-- START Provided entries --

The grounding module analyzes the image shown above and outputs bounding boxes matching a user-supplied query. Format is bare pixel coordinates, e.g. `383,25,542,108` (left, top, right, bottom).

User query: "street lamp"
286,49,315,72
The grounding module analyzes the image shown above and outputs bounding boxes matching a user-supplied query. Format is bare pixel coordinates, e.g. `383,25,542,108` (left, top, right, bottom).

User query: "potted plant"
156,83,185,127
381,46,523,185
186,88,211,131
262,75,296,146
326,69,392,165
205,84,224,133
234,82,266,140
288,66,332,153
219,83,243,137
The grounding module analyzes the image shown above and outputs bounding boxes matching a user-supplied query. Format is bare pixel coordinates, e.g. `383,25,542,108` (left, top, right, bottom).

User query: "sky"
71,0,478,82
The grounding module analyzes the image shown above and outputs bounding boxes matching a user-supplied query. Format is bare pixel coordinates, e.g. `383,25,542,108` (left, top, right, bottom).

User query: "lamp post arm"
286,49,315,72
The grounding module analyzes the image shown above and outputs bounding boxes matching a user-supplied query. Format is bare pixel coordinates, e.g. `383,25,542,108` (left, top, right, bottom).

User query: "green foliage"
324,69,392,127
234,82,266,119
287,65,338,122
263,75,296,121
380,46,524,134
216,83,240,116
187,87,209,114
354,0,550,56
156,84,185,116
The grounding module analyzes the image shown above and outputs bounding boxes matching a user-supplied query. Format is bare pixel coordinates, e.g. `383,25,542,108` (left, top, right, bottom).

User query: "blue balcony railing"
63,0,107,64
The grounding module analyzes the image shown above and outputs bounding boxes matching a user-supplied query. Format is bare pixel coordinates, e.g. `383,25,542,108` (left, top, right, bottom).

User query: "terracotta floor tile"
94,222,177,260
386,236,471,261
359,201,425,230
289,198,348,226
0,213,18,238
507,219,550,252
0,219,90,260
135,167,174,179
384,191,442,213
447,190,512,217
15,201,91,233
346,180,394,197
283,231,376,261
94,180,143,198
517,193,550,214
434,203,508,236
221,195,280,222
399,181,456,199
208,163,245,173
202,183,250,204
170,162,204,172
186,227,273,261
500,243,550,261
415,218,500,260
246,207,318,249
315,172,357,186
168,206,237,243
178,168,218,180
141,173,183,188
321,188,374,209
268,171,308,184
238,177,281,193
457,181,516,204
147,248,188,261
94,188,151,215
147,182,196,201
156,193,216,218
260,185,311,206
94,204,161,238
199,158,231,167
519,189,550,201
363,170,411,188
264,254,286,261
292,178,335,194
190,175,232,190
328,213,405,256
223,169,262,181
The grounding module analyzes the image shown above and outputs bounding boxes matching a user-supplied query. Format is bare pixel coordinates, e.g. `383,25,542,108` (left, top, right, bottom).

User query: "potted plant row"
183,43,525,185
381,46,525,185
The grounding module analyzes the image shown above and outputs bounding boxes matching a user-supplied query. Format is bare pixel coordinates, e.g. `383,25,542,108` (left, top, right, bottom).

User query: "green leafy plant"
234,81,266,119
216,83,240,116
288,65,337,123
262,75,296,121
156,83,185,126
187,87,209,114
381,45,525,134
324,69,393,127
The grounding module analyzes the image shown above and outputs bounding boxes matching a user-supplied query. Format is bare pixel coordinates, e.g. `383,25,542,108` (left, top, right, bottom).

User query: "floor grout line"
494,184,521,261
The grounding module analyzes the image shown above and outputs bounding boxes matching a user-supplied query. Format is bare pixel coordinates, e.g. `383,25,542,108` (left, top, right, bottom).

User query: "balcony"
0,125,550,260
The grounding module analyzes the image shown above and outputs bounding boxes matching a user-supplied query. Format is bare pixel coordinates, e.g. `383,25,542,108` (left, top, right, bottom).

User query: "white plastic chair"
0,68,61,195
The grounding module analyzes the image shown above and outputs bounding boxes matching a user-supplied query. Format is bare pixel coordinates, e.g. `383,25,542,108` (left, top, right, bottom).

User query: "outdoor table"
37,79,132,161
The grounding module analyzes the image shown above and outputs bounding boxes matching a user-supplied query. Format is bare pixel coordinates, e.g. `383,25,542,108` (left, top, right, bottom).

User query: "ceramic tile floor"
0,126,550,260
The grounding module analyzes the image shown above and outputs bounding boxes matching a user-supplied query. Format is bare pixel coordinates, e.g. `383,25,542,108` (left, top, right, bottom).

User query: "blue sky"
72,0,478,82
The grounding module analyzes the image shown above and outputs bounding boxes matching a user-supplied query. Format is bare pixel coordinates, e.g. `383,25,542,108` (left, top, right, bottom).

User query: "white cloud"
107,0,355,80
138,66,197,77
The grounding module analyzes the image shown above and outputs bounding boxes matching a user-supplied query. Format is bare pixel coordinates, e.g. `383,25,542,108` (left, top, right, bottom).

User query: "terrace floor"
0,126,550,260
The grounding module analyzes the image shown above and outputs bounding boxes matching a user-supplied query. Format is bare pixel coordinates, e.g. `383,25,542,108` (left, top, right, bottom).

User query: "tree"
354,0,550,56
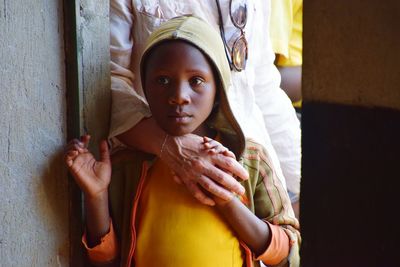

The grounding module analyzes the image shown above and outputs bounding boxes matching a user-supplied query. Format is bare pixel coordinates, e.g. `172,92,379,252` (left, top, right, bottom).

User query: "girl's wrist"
83,189,108,203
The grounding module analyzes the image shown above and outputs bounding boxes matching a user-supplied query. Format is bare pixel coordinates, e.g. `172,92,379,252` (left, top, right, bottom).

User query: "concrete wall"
0,0,69,267
300,0,400,267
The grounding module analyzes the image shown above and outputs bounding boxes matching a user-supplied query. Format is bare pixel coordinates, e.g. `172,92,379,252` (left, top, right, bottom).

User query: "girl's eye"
190,77,204,86
157,76,170,85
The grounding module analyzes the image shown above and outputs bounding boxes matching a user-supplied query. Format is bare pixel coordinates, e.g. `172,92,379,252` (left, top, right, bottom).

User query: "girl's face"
144,40,216,136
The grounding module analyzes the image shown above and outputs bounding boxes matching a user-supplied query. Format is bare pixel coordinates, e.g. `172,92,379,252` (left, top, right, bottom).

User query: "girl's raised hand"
64,135,111,198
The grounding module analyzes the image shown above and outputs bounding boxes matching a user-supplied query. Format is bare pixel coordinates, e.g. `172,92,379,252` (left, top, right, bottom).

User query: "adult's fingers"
212,154,249,180
194,160,245,198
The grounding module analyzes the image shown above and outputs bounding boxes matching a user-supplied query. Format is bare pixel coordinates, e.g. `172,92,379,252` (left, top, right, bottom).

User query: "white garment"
109,0,301,199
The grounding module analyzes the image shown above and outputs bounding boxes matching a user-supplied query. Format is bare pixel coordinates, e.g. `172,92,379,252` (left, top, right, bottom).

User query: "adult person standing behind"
270,0,303,218
109,0,301,205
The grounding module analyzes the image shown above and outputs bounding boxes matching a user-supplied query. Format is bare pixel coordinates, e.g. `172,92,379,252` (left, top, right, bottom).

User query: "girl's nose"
168,83,190,105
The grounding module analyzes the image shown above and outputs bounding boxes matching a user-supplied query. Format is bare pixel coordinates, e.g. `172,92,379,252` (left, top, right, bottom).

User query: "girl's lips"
168,113,192,123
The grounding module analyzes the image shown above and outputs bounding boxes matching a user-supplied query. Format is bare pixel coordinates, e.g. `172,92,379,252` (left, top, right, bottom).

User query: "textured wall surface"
77,0,111,152
303,0,400,108
0,0,69,267
300,0,400,267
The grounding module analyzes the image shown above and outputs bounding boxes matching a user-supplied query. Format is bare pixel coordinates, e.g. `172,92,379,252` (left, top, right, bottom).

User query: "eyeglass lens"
230,0,247,29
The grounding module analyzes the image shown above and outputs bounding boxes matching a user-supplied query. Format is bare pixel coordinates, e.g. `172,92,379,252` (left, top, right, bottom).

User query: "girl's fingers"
81,134,90,148
99,140,110,162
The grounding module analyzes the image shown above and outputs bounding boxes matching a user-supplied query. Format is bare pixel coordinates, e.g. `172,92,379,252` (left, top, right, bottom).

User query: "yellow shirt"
270,0,303,66
135,160,243,267
270,0,303,108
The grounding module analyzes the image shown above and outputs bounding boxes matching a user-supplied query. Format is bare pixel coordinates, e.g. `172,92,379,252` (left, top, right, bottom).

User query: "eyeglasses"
216,0,248,71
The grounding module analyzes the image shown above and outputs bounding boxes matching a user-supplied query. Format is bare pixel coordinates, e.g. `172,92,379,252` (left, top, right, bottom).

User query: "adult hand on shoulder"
160,134,248,206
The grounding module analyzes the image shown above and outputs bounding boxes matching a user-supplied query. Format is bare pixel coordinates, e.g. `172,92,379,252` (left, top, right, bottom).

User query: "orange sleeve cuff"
82,221,118,264
256,222,290,265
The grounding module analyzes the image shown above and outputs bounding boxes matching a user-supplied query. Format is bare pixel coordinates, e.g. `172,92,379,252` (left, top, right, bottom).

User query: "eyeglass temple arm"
215,0,233,70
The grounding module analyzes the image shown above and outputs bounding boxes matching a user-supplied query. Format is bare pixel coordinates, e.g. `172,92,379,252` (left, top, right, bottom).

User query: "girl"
65,16,300,267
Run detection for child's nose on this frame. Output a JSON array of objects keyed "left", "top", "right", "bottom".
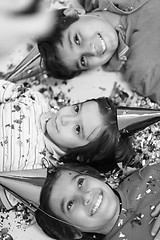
[
  {"left": 84, "top": 42, "right": 97, "bottom": 56},
  {"left": 61, "top": 115, "right": 75, "bottom": 126},
  {"left": 83, "top": 192, "right": 91, "bottom": 206}
]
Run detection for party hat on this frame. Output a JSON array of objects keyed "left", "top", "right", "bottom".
[
  {"left": 0, "top": 168, "right": 47, "bottom": 211},
  {"left": 117, "top": 107, "right": 160, "bottom": 135},
  {"left": 6, "top": 45, "right": 45, "bottom": 82}
]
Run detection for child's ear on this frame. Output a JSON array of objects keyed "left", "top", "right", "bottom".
[{"left": 63, "top": 8, "right": 85, "bottom": 17}]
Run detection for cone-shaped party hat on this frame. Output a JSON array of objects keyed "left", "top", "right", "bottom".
[
  {"left": 117, "top": 107, "right": 160, "bottom": 135},
  {"left": 6, "top": 45, "right": 45, "bottom": 82},
  {"left": 0, "top": 168, "right": 47, "bottom": 211}
]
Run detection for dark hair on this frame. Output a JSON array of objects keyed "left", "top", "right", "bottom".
[
  {"left": 60, "top": 97, "right": 133, "bottom": 172},
  {"left": 37, "top": 9, "right": 81, "bottom": 80},
  {"left": 35, "top": 164, "right": 104, "bottom": 240}
]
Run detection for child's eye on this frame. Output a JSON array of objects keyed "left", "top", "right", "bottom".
[
  {"left": 77, "top": 178, "right": 84, "bottom": 188},
  {"left": 74, "top": 105, "right": 79, "bottom": 113},
  {"left": 67, "top": 201, "right": 74, "bottom": 211},
  {"left": 74, "top": 34, "right": 80, "bottom": 45},
  {"left": 75, "top": 125, "right": 81, "bottom": 134},
  {"left": 80, "top": 56, "right": 86, "bottom": 67}
]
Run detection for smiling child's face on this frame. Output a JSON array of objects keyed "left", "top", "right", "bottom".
[
  {"left": 45, "top": 101, "right": 103, "bottom": 151},
  {"left": 59, "top": 15, "right": 118, "bottom": 70},
  {"left": 49, "top": 170, "right": 119, "bottom": 233}
]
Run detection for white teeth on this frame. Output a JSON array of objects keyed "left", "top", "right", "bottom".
[
  {"left": 91, "top": 193, "right": 103, "bottom": 215},
  {"left": 98, "top": 34, "right": 106, "bottom": 53}
]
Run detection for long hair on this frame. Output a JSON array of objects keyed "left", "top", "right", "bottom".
[
  {"left": 37, "top": 9, "right": 81, "bottom": 80},
  {"left": 60, "top": 97, "right": 132, "bottom": 172},
  {"left": 35, "top": 164, "right": 103, "bottom": 240}
]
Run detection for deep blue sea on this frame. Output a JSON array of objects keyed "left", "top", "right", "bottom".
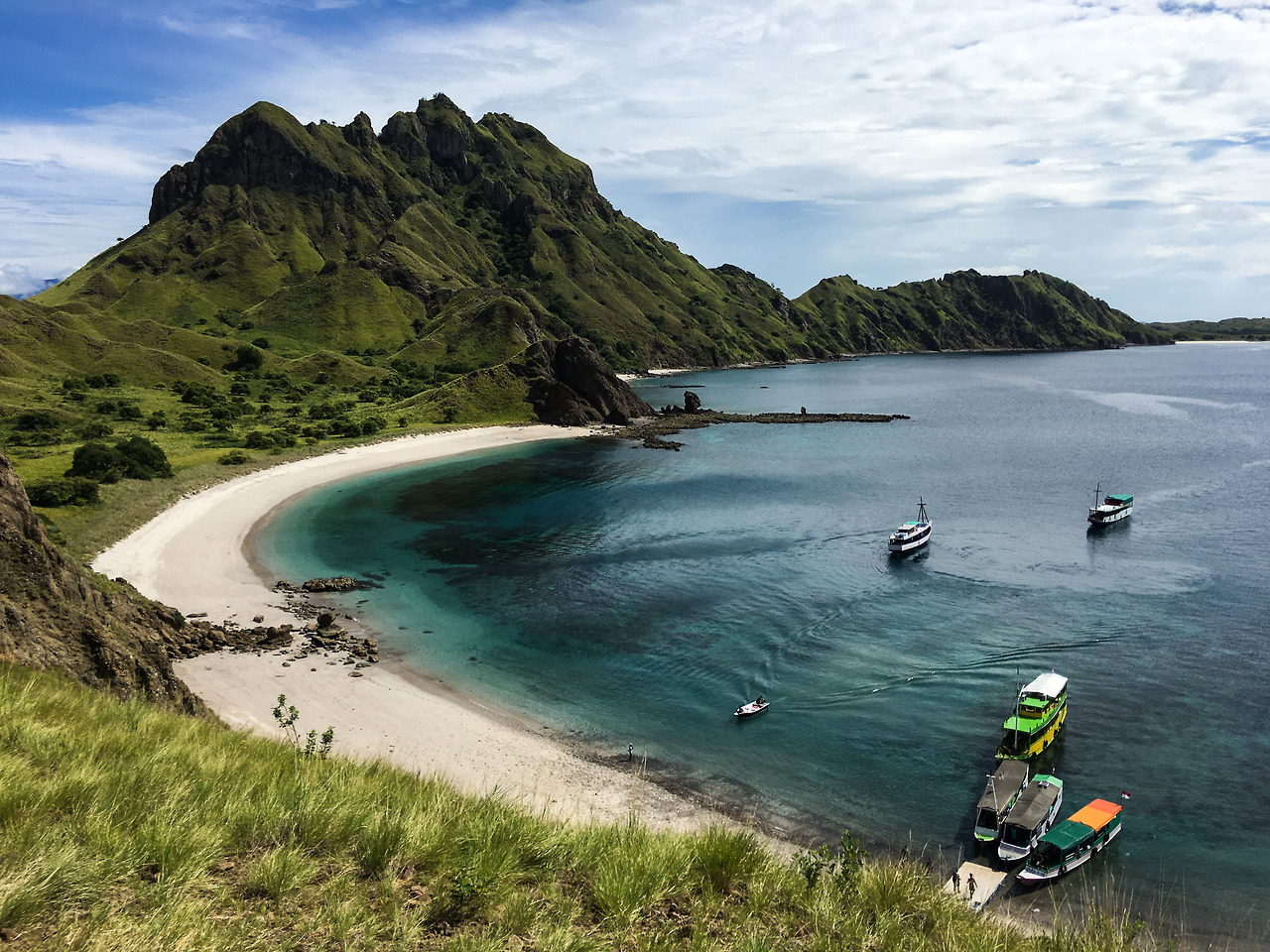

-- END Provided entries --

- **What you should do**
Find each line in the records above that contains the word "this" and copy those lines in full.

- **Exercise output**
Run detection for child's nose on this frame. Output a JSON array of objects keyed "left", "top", "right", "bottom".
Run detection for party hat on this frame. Output a JSON array of objects keyed "left", "top", "right", "bottom".
Run detection for child's ear on this frame. Output a JSON array of objects keyed "left", "top", "right", "bottom".
Run detection for cone-shaped party hat on this frame. Output a JSON array of objects keyed "left", "top", "right", "bottom".
Run detection for dark hair on this frame. Output a JSON array of objects keyed "left", "top", "right", "bottom".
Run detection for child's eye on this frame. Output a JSON array of objects keyed "left", "top", "right", "bottom".
Run detection for smiling child's face on this frame. Output a JSON array of objects keyed "left", "top", "right", "bottom".
Run detection for white teeth on this frame. Output a JSON array of objects keyed "left", "top", "right", "bottom".
Run detection for long hair on this frame. Output a JSON array of objects keyed "left", "top", "right", "bottom".
Run detection for deep blue sea on this frame. Output a JSON array of objects keyed "left", "top", "right", "bottom".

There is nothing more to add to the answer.